***** Supplied records
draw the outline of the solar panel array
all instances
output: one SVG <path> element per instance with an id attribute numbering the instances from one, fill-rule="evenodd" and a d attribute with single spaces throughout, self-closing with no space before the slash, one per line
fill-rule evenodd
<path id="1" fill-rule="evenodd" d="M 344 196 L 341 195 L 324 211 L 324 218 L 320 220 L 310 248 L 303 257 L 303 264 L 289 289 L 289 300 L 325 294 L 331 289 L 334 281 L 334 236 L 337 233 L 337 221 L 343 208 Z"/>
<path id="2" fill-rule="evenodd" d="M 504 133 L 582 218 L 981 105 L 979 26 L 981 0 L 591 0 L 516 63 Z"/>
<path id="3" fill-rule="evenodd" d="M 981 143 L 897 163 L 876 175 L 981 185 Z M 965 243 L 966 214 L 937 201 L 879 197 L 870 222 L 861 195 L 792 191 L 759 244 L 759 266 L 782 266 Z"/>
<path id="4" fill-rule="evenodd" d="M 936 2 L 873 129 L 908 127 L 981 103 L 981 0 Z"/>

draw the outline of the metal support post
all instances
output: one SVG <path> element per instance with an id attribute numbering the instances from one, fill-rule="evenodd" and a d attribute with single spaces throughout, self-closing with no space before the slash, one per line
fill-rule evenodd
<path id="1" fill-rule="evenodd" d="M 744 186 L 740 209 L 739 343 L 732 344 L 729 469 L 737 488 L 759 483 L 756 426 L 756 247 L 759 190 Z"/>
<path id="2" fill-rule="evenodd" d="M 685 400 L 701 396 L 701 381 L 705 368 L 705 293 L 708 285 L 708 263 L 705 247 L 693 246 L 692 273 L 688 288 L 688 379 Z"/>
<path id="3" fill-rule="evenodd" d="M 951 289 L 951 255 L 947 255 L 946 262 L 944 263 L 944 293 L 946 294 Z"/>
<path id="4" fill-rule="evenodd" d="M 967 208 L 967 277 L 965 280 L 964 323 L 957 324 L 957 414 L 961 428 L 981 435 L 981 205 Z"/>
**********
**Directions**
Format all of the data above as a numbered list with one line per item, leaving out the blank lines.

**Written solution**
1. draw the outline of the solar panel array
2. all instances
3. output: one SVG <path> element per instance with an id attribute numbering the instances from one, fill-rule="evenodd" and a d attribute with single spaces throughout, self-closing with no space before the slash, one per line
4. fill-rule evenodd
5. <path id="1" fill-rule="evenodd" d="M 344 196 L 341 195 L 324 211 L 324 218 L 320 220 L 310 248 L 303 257 L 303 264 L 289 289 L 289 300 L 325 294 L 331 289 L 334 281 L 334 236 L 337 233 L 337 221 L 343 208 Z"/>
6. <path id="2" fill-rule="evenodd" d="M 504 133 L 582 218 L 981 105 L 979 26 L 981 0 L 591 0 L 516 63 Z"/>
7. <path id="3" fill-rule="evenodd" d="M 981 143 L 897 163 L 876 175 L 981 185 Z M 965 243 L 966 214 L 937 201 L 879 197 L 870 222 L 861 195 L 792 191 L 759 244 L 759 266 L 782 266 Z"/>
8. <path id="4" fill-rule="evenodd" d="M 936 2 L 873 129 L 908 127 L 981 103 L 981 0 Z"/>
9. draw the outline of the metal support post
10. all instances
11. output: one SVG <path> element per instance with an id attribute numbering the instances from one, fill-rule="evenodd" and a d attribute with single spaces throughout, self-closing with no space before the slash, one per line
12. fill-rule evenodd
13. <path id="1" fill-rule="evenodd" d="M 744 186 L 740 209 L 739 343 L 732 344 L 729 469 L 737 488 L 759 483 L 756 426 L 756 247 L 759 190 Z"/>
14. <path id="2" fill-rule="evenodd" d="M 685 400 L 701 396 L 701 381 L 705 368 L 705 293 L 708 285 L 708 263 L 705 247 L 693 246 L 692 273 L 688 288 L 688 379 Z"/>
15. <path id="3" fill-rule="evenodd" d="M 951 289 L 951 255 L 947 255 L 946 262 L 944 263 L 944 293 L 946 294 Z"/>
16. <path id="4" fill-rule="evenodd" d="M 967 208 L 967 277 L 965 280 L 964 323 L 957 324 L 957 414 L 961 428 L 981 435 L 981 205 Z"/>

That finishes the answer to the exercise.